begin Article

Enthusiasm never stops


Power consumption of a server with an Intel E3-1200 Series CPU

I got my hands on the following server for a day, so I decided to measure its power consumption because the new Intel Xeon Processor E3 series look very promising. They support ECC memory and at the same time have “Intelligent, Adaptive Performance”, which in plain text means that they can power themselves down and thus save energy. Furthermore, their price and the price of the motherboards are fair as these CPUs seem to be meant to be used mainly in Desktop workstations. Having ECC support lets us use them in servers too. The only caveat is that those Sandy Bridge based Xeon CPUs support only single CPU configuration — so don’t try to find a dual-CPU motherboard.

Here is the server configuration:

BIOS settings are set up for optimal power savings without compromising performance. FAN control is enabled too. Room temperature is 21 degrees Celsius.

end Article
begin Data supplied

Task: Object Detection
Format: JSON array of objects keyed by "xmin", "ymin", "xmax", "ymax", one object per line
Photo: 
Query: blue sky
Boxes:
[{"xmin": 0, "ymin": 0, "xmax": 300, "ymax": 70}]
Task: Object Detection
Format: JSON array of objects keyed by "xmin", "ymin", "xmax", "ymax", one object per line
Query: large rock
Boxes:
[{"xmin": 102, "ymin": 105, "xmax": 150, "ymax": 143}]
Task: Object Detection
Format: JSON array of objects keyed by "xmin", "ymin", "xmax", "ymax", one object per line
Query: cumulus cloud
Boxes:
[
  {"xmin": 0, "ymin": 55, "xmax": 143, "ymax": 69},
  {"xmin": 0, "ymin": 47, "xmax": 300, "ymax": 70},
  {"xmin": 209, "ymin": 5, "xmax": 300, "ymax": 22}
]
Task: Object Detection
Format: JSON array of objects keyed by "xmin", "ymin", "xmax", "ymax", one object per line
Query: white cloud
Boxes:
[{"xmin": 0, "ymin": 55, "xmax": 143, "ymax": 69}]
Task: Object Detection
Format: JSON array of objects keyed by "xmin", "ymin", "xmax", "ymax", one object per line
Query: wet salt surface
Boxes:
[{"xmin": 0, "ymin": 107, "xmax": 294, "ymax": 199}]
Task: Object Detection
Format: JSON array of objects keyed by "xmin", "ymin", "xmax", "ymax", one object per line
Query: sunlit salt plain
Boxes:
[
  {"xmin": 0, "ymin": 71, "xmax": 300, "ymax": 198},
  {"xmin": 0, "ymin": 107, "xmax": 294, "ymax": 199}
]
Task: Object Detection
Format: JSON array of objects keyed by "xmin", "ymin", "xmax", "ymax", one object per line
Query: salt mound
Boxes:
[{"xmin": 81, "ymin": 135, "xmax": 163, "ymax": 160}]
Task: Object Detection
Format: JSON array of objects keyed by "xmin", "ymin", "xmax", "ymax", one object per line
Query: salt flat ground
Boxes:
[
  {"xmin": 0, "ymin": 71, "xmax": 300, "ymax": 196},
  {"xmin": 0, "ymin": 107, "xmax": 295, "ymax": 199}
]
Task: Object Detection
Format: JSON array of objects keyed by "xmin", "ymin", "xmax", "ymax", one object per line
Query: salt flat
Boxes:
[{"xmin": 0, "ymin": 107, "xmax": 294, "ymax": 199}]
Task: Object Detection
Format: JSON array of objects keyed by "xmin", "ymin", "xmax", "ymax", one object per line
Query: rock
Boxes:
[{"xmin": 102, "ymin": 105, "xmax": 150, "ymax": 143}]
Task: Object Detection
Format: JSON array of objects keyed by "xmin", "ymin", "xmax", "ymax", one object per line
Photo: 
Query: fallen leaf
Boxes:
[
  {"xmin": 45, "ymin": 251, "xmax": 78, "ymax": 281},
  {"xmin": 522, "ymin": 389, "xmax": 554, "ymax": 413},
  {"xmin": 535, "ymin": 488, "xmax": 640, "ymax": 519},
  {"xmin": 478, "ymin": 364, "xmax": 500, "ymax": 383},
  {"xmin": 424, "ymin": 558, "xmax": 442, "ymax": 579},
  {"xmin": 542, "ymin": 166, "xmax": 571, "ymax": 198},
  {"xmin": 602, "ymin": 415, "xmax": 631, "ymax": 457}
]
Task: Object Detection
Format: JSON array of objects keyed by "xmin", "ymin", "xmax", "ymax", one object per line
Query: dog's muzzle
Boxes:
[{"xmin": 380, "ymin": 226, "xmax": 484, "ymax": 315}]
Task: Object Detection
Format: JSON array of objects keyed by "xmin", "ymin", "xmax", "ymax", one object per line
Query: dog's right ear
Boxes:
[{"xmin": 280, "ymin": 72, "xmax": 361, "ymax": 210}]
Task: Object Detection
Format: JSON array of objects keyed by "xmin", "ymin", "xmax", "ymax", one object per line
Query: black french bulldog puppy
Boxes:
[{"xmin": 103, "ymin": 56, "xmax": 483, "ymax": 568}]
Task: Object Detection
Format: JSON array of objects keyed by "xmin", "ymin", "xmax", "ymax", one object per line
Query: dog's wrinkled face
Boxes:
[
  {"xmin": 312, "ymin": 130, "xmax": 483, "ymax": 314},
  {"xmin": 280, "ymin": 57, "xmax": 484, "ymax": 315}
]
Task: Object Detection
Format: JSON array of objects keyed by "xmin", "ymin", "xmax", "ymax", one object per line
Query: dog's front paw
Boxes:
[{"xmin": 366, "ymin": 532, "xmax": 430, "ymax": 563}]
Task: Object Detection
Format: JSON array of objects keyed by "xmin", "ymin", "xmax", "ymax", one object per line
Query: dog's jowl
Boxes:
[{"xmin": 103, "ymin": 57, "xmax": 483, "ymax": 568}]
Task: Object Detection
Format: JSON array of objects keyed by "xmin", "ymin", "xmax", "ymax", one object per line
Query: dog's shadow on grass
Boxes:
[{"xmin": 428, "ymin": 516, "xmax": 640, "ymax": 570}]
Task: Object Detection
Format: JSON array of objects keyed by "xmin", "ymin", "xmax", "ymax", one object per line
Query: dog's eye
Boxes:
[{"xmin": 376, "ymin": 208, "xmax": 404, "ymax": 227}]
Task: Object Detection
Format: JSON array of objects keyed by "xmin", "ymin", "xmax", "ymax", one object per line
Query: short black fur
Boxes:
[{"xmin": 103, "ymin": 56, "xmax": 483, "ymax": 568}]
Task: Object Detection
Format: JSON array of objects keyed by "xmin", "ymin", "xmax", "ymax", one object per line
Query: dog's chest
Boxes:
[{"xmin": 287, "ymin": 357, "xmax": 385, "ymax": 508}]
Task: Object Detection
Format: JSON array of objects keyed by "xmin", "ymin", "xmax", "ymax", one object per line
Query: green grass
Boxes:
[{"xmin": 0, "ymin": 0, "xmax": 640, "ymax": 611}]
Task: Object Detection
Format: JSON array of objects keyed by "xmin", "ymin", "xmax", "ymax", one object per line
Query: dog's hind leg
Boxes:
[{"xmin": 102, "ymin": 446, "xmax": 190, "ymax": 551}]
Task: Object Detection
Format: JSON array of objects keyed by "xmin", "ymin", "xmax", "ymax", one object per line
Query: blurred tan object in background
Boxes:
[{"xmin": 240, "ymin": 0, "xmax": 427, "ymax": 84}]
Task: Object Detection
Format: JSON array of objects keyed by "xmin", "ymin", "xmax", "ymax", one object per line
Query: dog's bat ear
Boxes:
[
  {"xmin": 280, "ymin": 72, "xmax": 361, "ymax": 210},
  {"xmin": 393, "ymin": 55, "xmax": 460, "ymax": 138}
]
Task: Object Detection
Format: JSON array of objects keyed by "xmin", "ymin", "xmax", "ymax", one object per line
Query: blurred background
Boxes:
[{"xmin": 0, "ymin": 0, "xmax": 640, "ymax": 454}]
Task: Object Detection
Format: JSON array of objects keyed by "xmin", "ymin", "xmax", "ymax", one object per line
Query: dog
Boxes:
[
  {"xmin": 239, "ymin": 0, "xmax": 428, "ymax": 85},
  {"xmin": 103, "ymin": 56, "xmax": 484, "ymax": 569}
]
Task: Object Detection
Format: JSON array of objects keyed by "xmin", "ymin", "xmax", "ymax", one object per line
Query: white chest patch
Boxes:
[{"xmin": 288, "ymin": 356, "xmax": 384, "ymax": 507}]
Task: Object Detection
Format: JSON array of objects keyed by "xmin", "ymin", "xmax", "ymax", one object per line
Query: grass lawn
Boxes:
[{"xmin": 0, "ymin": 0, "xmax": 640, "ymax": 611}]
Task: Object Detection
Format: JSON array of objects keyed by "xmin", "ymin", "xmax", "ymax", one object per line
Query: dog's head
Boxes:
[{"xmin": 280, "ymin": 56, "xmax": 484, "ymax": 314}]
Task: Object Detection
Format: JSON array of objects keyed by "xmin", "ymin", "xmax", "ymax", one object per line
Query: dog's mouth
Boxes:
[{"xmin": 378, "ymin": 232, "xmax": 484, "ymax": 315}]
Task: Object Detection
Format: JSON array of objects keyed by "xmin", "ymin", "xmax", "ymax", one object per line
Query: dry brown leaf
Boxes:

end Data supplied

* **What you need to do**: According to the article, what is the room temperature during the power measurement?

* **Expected answer**: 21 degrees Celsius.